══ Items

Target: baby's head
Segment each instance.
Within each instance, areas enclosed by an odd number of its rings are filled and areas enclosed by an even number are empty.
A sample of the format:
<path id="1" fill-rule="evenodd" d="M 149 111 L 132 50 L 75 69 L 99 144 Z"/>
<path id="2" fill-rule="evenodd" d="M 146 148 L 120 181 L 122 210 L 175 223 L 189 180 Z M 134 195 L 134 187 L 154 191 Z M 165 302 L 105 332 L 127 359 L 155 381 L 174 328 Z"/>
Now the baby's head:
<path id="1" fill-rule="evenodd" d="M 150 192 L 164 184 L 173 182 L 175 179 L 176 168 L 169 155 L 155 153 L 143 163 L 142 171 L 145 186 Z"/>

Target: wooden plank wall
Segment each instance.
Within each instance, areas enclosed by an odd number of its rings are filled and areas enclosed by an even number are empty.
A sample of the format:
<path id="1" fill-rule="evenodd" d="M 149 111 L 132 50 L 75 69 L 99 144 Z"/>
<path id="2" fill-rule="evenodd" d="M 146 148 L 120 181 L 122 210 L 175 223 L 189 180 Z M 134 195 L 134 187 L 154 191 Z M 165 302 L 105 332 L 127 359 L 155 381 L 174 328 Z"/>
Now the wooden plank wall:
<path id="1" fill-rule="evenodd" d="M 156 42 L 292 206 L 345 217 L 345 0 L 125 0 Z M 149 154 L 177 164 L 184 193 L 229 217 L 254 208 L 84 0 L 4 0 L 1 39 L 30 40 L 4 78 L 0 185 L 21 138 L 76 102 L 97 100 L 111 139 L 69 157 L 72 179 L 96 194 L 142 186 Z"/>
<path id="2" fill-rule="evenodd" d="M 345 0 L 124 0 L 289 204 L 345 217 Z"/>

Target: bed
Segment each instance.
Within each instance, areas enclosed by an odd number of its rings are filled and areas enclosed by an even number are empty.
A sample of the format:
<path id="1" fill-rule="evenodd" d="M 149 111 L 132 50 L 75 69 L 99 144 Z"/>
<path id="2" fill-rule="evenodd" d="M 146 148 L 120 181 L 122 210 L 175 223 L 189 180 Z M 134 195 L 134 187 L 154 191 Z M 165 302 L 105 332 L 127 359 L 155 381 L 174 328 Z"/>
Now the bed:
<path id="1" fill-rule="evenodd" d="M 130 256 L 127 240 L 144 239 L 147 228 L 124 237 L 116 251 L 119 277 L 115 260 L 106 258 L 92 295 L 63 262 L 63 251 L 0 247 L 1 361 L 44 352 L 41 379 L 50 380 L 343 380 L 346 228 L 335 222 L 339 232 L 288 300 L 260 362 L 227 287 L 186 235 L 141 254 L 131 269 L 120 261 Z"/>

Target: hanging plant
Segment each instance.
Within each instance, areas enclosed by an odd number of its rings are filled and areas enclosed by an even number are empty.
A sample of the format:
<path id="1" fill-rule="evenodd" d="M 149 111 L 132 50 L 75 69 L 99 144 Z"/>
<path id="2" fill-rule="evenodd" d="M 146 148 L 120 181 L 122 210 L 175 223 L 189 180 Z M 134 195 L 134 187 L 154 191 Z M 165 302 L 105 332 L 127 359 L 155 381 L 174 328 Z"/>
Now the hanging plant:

════

## Exercise
Convert every line of the rows above into a JSON list of strings, one string per line, and omit the blank lines.

## Answer to the exercise
[
  "Target: baby's head",
  "Segment each instance.",
  "Within each instance, areas enclosed by an odd number of its rings are filled and areas enclosed by an even number are empty.",
  "A sample of the format:",
  "<path id=\"1\" fill-rule=\"evenodd\" d=\"M 149 111 L 132 50 L 75 69 L 99 144 Z\"/>",
  "<path id=\"2\" fill-rule=\"evenodd\" d=\"M 146 148 L 120 181 L 122 210 L 175 223 L 189 180 Z M 134 195 L 134 187 L 154 191 Z M 165 302 L 105 332 L 127 359 L 155 381 L 174 328 Z\"/>",
  "Now the baby's head:",
  "<path id=\"1\" fill-rule=\"evenodd\" d=\"M 150 192 L 164 184 L 173 182 L 175 179 L 176 168 L 169 155 L 155 153 L 143 163 L 142 171 L 145 186 Z\"/>",
  "Target: wooden plank wall",
  "Segment each instance.",
  "Within each instance, areas enclosed by an odd number of its rings are filled and areas enclosed by an even number are empty.",
  "A sample of the format:",
  "<path id=\"1\" fill-rule=\"evenodd\" d=\"M 149 111 L 132 50 L 75 69 L 99 144 Z\"/>",
  "<path id=\"2\" fill-rule=\"evenodd\" d=\"M 146 148 L 120 181 L 122 210 L 175 223 L 189 180 Z M 134 195 L 134 187 L 154 191 Z M 165 302 L 105 332 L 127 359 L 155 381 L 174 328 Z\"/>",
  "Now the wooden plank wall:",
  "<path id=\"1\" fill-rule=\"evenodd\" d=\"M 156 42 L 292 206 L 345 217 L 345 0 L 125 0 Z M 149 154 L 177 164 L 184 193 L 229 217 L 254 208 L 84 0 L 4 0 L 1 39 L 30 40 L 4 78 L 0 185 L 21 138 L 76 102 L 97 100 L 111 139 L 69 157 L 72 179 L 96 194 L 142 186 Z\"/>",
  "<path id=\"2\" fill-rule=\"evenodd\" d=\"M 345 0 L 124 0 L 289 204 L 345 217 Z\"/>",
  "Target: bed",
  "Segment each instance.",
  "Within each instance, areas enclosed by an odd number of its rings are filled and areas enclosed by an even number are empty.",
  "A sample of the format:",
  "<path id=\"1\" fill-rule=\"evenodd\" d=\"M 149 111 L 132 50 L 75 69 L 99 144 Z\"/>",
  "<path id=\"2\" fill-rule=\"evenodd\" d=\"M 146 148 L 120 181 L 122 210 L 175 223 L 189 180 Z M 134 195 L 134 187 L 154 191 Z M 165 302 L 105 332 L 127 359 L 155 381 L 174 328 Z\"/>",
  "Now the bed:",
  "<path id=\"1\" fill-rule=\"evenodd\" d=\"M 130 256 L 127 240 L 144 239 L 147 228 L 124 237 L 116 251 L 119 277 L 115 260 L 106 258 L 92 295 L 63 262 L 63 251 L 0 247 L 1 361 L 44 352 L 41 379 L 50 380 L 343 380 L 346 228 L 335 222 L 339 232 L 288 300 L 260 362 L 227 287 L 186 235 L 141 254 L 131 269 L 120 261 Z\"/>",
  "Target: hanging plant",
  "Segment each instance.",
  "Within each instance, areas enclosed by an odd number of its rings are filled and areas enclosed by an even number are empty.",
  "A sample of the format:",
  "<path id=\"1\" fill-rule=\"evenodd\" d=\"M 149 111 L 132 50 L 75 69 L 99 144 Z\"/>",
  "<path id=\"2\" fill-rule=\"evenodd\" d=\"M 146 148 L 120 181 L 122 210 L 175 223 L 189 180 Z M 134 195 L 134 187 L 154 191 Z M 165 302 L 105 332 L 127 359 L 155 381 L 174 328 Z\"/>",
  "Now the hanging plant:"
]